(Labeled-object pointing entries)
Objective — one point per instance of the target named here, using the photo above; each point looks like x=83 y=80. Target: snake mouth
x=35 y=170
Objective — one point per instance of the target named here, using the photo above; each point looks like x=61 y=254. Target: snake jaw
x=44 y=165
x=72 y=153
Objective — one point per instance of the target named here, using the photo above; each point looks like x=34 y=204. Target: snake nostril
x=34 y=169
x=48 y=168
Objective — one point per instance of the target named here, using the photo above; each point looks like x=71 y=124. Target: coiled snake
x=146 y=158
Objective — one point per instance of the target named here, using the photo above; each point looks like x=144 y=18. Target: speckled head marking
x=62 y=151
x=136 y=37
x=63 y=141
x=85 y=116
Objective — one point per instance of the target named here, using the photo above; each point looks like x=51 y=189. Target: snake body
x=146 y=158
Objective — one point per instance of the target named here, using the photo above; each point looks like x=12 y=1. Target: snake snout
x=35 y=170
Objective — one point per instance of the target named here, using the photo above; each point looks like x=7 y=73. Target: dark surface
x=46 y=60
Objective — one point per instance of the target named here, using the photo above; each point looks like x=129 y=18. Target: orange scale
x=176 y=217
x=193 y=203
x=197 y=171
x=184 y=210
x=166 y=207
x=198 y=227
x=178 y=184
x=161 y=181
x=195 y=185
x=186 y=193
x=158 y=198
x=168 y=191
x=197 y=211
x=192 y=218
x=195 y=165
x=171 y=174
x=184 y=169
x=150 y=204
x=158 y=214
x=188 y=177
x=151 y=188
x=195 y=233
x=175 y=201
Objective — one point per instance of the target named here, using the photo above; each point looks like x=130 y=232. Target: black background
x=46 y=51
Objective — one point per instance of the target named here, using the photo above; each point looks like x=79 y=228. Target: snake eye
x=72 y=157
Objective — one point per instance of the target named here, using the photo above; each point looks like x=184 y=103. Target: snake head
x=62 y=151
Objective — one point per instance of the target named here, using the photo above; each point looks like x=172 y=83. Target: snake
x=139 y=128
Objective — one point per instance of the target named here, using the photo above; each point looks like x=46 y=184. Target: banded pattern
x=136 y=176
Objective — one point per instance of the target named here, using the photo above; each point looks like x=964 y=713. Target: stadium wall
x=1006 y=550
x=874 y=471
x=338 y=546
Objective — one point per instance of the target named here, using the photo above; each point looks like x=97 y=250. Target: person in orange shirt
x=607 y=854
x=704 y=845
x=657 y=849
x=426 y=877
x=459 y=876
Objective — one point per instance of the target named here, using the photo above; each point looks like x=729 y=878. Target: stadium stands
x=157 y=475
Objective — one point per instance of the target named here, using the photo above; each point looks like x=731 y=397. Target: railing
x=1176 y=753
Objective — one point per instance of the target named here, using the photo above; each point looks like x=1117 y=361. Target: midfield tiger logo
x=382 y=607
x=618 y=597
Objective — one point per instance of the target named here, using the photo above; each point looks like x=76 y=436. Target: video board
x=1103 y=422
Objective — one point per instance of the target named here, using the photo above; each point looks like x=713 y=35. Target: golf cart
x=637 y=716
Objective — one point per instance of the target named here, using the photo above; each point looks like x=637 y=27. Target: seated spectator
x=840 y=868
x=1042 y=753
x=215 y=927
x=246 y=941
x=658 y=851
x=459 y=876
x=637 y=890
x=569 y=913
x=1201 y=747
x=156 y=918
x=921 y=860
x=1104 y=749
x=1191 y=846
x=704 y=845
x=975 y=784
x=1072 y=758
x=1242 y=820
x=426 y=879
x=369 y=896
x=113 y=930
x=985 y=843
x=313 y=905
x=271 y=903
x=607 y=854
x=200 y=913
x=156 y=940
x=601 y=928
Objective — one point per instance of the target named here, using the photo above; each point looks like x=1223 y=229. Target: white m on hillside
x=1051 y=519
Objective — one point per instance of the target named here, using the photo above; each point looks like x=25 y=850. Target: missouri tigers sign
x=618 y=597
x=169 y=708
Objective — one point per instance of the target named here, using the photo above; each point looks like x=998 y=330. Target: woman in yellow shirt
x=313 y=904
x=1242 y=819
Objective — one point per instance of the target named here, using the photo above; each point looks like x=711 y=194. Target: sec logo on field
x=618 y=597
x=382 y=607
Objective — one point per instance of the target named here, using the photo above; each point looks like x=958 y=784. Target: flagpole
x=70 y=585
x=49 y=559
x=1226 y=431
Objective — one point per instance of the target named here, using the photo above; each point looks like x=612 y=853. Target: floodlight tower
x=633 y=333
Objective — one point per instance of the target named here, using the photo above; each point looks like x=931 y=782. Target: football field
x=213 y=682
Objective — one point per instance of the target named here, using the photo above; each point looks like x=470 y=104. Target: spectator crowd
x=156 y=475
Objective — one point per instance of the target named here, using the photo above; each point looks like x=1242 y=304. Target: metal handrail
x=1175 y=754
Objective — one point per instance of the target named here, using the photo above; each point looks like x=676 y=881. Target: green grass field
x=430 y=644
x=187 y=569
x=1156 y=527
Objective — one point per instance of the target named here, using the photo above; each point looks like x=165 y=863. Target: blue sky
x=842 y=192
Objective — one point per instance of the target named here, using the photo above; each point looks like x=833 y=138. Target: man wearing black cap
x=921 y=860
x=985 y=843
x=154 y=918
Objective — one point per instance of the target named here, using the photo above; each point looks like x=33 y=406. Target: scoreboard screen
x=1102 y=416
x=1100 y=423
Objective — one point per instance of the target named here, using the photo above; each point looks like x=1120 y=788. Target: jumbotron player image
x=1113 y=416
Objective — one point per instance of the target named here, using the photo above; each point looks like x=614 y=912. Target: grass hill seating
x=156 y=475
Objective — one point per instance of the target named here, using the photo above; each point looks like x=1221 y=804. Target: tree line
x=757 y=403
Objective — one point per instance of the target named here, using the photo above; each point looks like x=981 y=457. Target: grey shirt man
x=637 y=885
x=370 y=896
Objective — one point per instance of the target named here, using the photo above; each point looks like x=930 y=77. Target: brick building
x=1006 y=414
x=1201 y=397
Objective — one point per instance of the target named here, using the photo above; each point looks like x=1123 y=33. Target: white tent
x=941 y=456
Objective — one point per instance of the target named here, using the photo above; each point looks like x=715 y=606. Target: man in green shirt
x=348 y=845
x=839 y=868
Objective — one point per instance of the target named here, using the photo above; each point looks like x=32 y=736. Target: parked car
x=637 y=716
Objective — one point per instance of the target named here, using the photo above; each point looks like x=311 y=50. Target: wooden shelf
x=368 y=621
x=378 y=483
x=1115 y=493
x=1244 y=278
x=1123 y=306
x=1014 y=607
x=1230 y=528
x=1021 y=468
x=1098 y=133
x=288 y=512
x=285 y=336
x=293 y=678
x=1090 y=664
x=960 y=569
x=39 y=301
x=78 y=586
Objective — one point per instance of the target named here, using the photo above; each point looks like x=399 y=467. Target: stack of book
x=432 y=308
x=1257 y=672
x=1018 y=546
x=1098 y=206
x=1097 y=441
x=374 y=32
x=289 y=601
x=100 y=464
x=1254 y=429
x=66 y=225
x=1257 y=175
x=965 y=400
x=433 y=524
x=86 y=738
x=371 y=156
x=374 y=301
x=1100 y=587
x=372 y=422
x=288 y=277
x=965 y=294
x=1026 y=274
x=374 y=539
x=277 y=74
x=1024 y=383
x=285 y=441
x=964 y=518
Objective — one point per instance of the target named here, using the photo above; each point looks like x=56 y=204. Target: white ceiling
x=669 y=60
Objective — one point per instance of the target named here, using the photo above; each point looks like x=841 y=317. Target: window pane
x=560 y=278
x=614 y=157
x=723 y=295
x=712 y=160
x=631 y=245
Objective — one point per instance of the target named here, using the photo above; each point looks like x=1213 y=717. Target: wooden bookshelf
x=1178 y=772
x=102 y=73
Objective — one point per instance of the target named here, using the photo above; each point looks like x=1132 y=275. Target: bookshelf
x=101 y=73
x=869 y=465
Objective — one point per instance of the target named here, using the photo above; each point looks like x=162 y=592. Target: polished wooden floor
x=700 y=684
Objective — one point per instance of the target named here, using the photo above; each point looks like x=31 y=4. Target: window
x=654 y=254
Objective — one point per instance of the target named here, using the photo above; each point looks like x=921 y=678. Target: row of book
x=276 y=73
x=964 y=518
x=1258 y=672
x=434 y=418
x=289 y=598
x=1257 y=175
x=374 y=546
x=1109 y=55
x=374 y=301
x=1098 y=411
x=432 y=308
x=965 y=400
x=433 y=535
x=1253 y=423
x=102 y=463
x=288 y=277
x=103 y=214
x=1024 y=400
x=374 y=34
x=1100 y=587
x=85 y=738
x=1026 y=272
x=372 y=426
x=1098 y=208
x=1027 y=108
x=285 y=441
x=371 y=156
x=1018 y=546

Required work:
Switch "scoreboard" to "video board" in everything from the line with "Target: floodlight tower" down to the line with "x=1100 y=423", and give those lines back with nothing else changed.

Right answer:
Objective — one point per instance of the target named here, using the photo above; each point looks like x=612 y=853. Target: floodlight tower
x=633 y=333
Objective — one point per instance of the target named here, using the photo above; each point looks like x=931 y=782. Target: football field
x=213 y=682
Objective — one point per instance of the target named here, using the photo above; each point looks like x=470 y=104. Target: spectator crowd
x=156 y=475
Objective — one point per instance of the target named here, using the photo above; each point looks like x=1242 y=304. Target: metal handrail
x=1175 y=754
Objective — one point per instance of the target named here, using the photo above; each point looks like x=676 y=881. Target: green grass field
x=430 y=644
x=187 y=569
x=1156 y=527
Objective — one point per instance of the target named here, using the photo above; each point looks like x=165 y=863. Target: blue sky
x=842 y=192
Objective — one point per instance of the target named here, using the photo above; each point looks like x=833 y=138. Target: man wearing black cap
x=921 y=860
x=985 y=843
x=154 y=918
Objective — one point per instance of the target named here, using the photo above; each point looks like x=33 y=406. Target: video board screen
x=1102 y=416
x=1100 y=423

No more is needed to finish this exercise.